» Stated goal:
Rewrite every one of the following rows, swapping each "Guideline" for "Instruction" and leaving everything else unchanged.

» Extracted information:
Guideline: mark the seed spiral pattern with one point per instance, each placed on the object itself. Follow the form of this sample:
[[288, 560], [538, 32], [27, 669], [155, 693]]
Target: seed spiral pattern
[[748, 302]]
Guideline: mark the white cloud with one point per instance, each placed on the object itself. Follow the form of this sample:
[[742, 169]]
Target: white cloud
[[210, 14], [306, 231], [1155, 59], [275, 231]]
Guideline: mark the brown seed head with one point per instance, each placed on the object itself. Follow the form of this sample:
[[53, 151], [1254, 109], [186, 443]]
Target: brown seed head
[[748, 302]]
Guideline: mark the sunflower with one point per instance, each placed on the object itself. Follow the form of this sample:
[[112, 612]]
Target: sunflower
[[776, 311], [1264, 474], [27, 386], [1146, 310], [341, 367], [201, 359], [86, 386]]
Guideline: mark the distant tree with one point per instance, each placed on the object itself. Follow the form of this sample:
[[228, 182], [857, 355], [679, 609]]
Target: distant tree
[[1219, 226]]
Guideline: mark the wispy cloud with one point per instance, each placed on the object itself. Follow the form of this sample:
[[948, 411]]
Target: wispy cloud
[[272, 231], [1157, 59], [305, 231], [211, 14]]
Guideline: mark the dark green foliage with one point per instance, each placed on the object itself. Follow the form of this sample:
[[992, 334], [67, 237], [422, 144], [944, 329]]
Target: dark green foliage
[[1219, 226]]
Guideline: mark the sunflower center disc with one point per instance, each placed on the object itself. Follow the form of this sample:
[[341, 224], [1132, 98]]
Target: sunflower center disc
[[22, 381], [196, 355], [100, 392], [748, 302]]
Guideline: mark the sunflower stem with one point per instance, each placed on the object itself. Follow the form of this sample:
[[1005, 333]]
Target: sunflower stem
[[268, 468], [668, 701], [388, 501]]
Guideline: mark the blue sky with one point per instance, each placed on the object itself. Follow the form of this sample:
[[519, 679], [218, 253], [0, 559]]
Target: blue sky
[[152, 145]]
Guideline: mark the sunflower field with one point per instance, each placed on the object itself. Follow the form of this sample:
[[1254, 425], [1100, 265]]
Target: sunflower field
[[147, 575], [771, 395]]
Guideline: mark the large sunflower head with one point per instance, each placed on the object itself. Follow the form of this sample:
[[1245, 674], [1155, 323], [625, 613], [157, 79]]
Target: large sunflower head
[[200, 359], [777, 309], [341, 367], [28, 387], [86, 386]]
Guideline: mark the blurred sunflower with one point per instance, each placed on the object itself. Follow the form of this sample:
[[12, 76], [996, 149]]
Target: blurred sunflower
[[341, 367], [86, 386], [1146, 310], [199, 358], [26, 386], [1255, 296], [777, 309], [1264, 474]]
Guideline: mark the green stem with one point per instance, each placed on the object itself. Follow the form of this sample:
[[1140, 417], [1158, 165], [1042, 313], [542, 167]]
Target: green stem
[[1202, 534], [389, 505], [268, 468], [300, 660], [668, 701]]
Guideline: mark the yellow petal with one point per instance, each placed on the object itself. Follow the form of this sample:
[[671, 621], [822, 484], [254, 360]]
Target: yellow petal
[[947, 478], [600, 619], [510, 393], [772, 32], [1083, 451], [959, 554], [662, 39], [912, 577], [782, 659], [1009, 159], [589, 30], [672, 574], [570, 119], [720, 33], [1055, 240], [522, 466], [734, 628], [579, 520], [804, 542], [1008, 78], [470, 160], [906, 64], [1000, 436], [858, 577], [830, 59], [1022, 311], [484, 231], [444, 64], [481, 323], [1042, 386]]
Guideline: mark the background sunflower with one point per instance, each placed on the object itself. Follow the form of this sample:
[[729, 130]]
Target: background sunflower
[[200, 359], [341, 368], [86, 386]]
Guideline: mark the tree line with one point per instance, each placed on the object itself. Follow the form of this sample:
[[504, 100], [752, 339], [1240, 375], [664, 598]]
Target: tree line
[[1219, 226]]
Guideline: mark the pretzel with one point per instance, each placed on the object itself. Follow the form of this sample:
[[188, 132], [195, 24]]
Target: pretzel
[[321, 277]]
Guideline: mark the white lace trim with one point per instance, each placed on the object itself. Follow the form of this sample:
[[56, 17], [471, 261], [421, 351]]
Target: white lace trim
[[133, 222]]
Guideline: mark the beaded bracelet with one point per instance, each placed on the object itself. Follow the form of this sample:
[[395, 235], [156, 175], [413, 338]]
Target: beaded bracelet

» Finished exercise:
Instruction: mark the seed spiral pattern with one point per instance, each placed on the object itself. Follow the form of this sample:
[[288, 560], [538, 32], [27, 669], [155, 693]]
Target: seed spiral pattern
[[748, 302]]
Instruction: mark the white cloud with one point per instance, each placed on the object itself. Follow the form of this sample:
[[742, 169]]
Target: white cloud
[[210, 14], [306, 231], [1155, 59], [275, 231]]
Instruction: mark the brown seed head with one point per instance, each placed on the object itself. Follow the form of this sample:
[[53, 151], [1254, 109], [186, 443]]
Target: brown seed head
[[748, 302]]
Instruction: mark the sunflower with one point per instance, each placed on the object itself. Follow the form of this sample:
[[112, 612]]
Target: sunflower
[[776, 311], [1264, 474], [27, 386], [1146, 310], [341, 367], [201, 359], [86, 386]]
Instruction: mark the distant tree with one point per instance, each placed on the object itself. Follow the form of this sample:
[[228, 182], [857, 355], [679, 609]]
Target: distant tree
[[1219, 226]]
Instruction: mark the wispy cloud with one point per instance, each placed on the object itself. Follow the form of this sample:
[[948, 411]]
Target: wispy cloud
[[272, 231], [1157, 59], [305, 231], [211, 14]]
Instruction: mark the dark green foliage with one point per instance, each placed on the object itself. Follow the form of this sample:
[[992, 334], [67, 237], [422, 144], [944, 329]]
Target: dark green foliage
[[1219, 226]]
Instruction: mark the sunflower center disc with one point per instance, each placed on the object itself. Follow the form of this sample:
[[341, 224], [1132, 98]]
Target: sunflower center disc
[[22, 381], [196, 355], [100, 392], [748, 302]]
Instruction: mark the sunflower stem with one point per instance, each placed on the object itself. Follow the form of this sample:
[[1005, 333]]
Target: sunflower stem
[[268, 468], [668, 701], [388, 501]]
Instruction: mark the blue sky with one point per instance, each placed on the object itself. Follow the form of this sample:
[[519, 679], [218, 253], [0, 559]]
Target: blue sky
[[152, 145]]
Instruction: mark the sunflower field with one point per instance, each placed on the object itself. Follow the form of this sample:
[[1254, 425], [1100, 265]]
Target: sunflower field
[[147, 575], [771, 395]]
Instruction: mark the large sunflower head with one point per instance, each placed on the object itself. Follow the form of this sample:
[[1245, 674], [1155, 323], [625, 613], [157, 79]]
Target: large sunflower head
[[200, 359], [777, 309], [341, 367], [28, 387], [86, 386]]
Instruction: mark the blurred sunflower with one point per instance, each placed on the object itself. Follow the form of this sample:
[[12, 76], [996, 149]]
Target: blurred sunflower
[[341, 367], [86, 386], [1146, 310], [199, 358], [26, 386], [1255, 296], [777, 309], [1264, 474]]
Instruction: mark the green stem with one point per instance, each placed on the object itself. Follow the form of this sample:
[[1140, 417], [1158, 165], [1042, 313], [542, 167]]
Target: green stem
[[1202, 534], [389, 505], [268, 468], [300, 660], [668, 701]]
Instruction: mark the yellow petal with one point per instance, each placed on the object itself. Follow the form of this sample:
[[671, 621], [822, 484], [254, 360]]
Target: yellow petal
[[947, 478], [600, 619], [510, 393], [772, 32], [1083, 451], [959, 554], [662, 39], [912, 577], [782, 659], [1009, 159], [589, 30], [672, 574], [570, 119], [720, 33], [1055, 240], [522, 466], [734, 628], [579, 520], [804, 542], [1008, 78], [470, 160], [906, 64], [1000, 436], [858, 577], [830, 59], [1022, 311], [484, 231], [444, 64], [481, 323], [1042, 386]]
Instruction: mark the background sunflower with one point per instance, each placed on the object itself. Follow the form of this sample:
[[729, 130]]
Target: background sunflower
[[200, 359], [341, 368], [86, 386]]
Instruction: mark the tree line with one point per instance, each placed on the object itself. Follow the form of this sample:
[[504, 100], [752, 339], [1240, 375], [664, 598]]
Target: tree line
[[1219, 226]]
Instruction: mark the pretzel with one point per instance, each placed on the object itself. Follow the form of this sample:
[[188, 132], [195, 24]]
Target: pretzel
[[321, 277]]
Instruction: mark the white lace trim with one point per instance, each placed on the object itself. Follow the form of this sample:
[[56, 17], [471, 261], [421, 351]]
Target: white lace trim
[[133, 222]]
Instruction: mark the beaded bracelet with one point per instance, each placed on the object itself. Follow the form of this sample:
[[395, 235], [156, 175], [413, 338]]
Target: beaded bracelet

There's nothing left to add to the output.